### Exercise prompt
Could you pull every line out of the rows below and reproduce each one word for word, without any changes?

### Records to process
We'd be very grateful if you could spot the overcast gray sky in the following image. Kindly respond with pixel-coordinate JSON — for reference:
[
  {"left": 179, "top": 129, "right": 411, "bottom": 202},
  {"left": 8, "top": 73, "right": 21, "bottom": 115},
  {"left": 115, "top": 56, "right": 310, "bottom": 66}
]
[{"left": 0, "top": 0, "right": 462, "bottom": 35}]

### Solution for this problem
We'd be very grateful if you could spot the overcast gray sky in the following image. Kindly respond with pixel-coordinate JSON — for reference:
[
  {"left": 179, "top": 129, "right": 411, "bottom": 202},
  {"left": 8, "top": 73, "right": 21, "bottom": 115},
  {"left": 115, "top": 56, "right": 310, "bottom": 66}
]
[{"left": 0, "top": 0, "right": 462, "bottom": 35}]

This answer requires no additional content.